- What this task involves: Rewrite all the data below, changing every occurrence of "thickest part" to "widest part" and leaving everything else as it stands.

◇ ◇ ◇ ◇ ◇

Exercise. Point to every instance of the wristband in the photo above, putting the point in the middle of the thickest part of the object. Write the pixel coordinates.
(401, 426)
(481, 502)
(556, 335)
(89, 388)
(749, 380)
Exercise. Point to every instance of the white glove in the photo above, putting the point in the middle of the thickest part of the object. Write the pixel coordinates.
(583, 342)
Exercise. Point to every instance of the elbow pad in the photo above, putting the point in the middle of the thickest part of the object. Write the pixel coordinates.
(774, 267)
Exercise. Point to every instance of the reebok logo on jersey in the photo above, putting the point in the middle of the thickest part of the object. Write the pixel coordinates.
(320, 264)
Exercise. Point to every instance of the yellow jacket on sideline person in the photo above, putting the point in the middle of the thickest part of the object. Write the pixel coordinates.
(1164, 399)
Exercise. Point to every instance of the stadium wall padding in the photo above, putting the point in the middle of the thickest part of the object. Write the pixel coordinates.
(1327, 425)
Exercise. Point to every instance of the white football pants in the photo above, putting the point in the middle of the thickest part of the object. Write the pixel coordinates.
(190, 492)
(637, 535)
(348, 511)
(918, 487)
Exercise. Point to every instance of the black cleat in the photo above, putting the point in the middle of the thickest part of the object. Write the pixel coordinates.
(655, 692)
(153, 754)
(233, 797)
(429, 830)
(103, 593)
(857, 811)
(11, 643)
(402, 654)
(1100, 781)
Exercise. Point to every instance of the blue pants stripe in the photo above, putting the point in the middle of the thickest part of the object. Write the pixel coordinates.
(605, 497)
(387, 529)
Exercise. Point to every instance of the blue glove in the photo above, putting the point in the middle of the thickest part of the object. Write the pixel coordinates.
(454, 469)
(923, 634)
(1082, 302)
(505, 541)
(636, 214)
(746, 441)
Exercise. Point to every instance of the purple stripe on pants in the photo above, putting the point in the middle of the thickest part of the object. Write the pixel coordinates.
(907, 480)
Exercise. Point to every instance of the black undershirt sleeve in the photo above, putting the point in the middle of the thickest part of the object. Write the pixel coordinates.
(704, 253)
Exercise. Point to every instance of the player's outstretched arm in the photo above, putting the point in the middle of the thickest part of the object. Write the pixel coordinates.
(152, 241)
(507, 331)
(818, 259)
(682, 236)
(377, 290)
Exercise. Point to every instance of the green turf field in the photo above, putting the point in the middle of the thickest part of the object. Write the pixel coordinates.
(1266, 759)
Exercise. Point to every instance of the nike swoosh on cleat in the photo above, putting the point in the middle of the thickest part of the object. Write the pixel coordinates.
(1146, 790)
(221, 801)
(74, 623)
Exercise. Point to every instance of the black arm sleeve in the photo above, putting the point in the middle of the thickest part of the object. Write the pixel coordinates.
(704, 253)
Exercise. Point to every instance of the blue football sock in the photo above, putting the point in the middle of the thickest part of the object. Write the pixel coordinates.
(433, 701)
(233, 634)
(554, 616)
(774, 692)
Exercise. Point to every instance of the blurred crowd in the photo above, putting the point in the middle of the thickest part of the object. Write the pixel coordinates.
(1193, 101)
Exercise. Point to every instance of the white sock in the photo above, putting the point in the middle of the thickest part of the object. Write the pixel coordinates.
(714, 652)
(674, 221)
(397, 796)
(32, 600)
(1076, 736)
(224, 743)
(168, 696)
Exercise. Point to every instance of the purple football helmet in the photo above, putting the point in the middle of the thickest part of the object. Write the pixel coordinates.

◇ ◇ ◇ ◇ ◇

- Written response:
Exercise. Point to every instance of the wristband in the photo above, putting the point in the middle of the widest part of the object. Write the pixel coordinates.
(401, 426)
(481, 502)
(556, 335)
(89, 388)
(749, 380)
Exercise. Point to every instance of the white glove in the photo above, putting the point in the middle of the widest part of the object. Write the pixel coordinates.
(583, 342)
Exercise. Point to every instance of the elbow pad in the photo above, putting the point in the middle of the widest part of the object. Write the pixel coordinates.
(774, 267)
Exercise. Point to every instance of the reebok logo on jersey in the photo above, putting the point in the middle of the widest part of the object. Write the pixel coordinates.
(320, 264)
Exercise. Point to every instance of the yellow jacket on sideline person in the photo above, putting the point in the middle of the widest part of the object. Write the pixel coordinates.
(1164, 399)
Exercise. Point to every instance of the stadium wall padding in the photo above, putting the point in the middle of the widest part of the object. Write the pixel coordinates.
(1327, 425)
Exercise. Point to every instance of the white football pants in the photo above, putting the point in the middle of the widest part of the object. Write the pixel coordinates.
(190, 492)
(637, 535)
(348, 511)
(918, 487)
Exercise. Point to every instance of the black cleat in the photo above, putting the point in the middle of the widest part of the object. Write the pixel coordinates.
(655, 692)
(153, 754)
(233, 797)
(429, 830)
(103, 593)
(857, 811)
(11, 643)
(402, 654)
(1100, 781)
Exercise. Point to every instance of the blue pants stripe in the photo above, putting the point in the middle of the widest part of the object. Write the pixel coordinates.
(605, 497)
(387, 529)
Exercise. Point to every instance of the blue glove in the photo above, putting the point in the middle of the widest part of the object. Write the pixel coordinates.
(454, 469)
(923, 634)
(1082, 302)
(505, 541)
(636, 214)
(746, 441)
Exercise. Point to every instance of the purple stripe on pants in the photo above, putting the point in the middle of the widest part of the object. Write the pixel coordinates.
(907, 480)
Exercise. Point to every instance of the black undershirt sleeve in the photo above, putting the point in the middle of the widest part of the object. Write the pixel coordinates.
(704, 253)
Exercise. Point to every instance of the player's outstretched arm in the photo above, putting the point in the middle of the widest part of the object. Write the pixel coordinates.
(152, 241)
(507, 331)
(818, 259)
(682, 236)
(377, 290)
Exercise. Point to every instance of the green turf field in the photo above, putting the point in the middle of the widest part of the object. Write the pixel coordinates.
(1266, 759)
Exercise. Point to every instance of the nike swoosh on cleat in the photo above, putting the point in the middle of the widest part of the object. Write the pixel coordinates.
(1146, 790)
(221, 801)
(74, 623)
Exercise. Point to every instance of the black arm sleeve in the photo above, putting the point in the middle of the widest part of the object. Write the pixel coordinates.
(704, 253)
Exercise. Point to every instance of the blue football sock in the photo above, putting the point in the middle of the widest part of the object. Write the pixel coordinates.
(433, 701)
(233, 634)
(554, 616)
(774, 692)
Exercise. Point to every instance of the blurred crowd in the photo above, putting the point in the middle of the widest part of the object. Write the pixel coordinates.
(1193, 101)
Exercise. Point to every instance of the white sock in the photo above, putting the point in the middle of the widest part of the object. Write the pixel coordinates.
(714, 652)
(674, 221)
(397, 796)
(32, 600)
(1076, 736)
(224, 743)
(168, 696)
Exercise. Point to every instance of the purple football helmet in the photo above, putting the point in the middle of the widest part of the object. Write the pixel coordinates.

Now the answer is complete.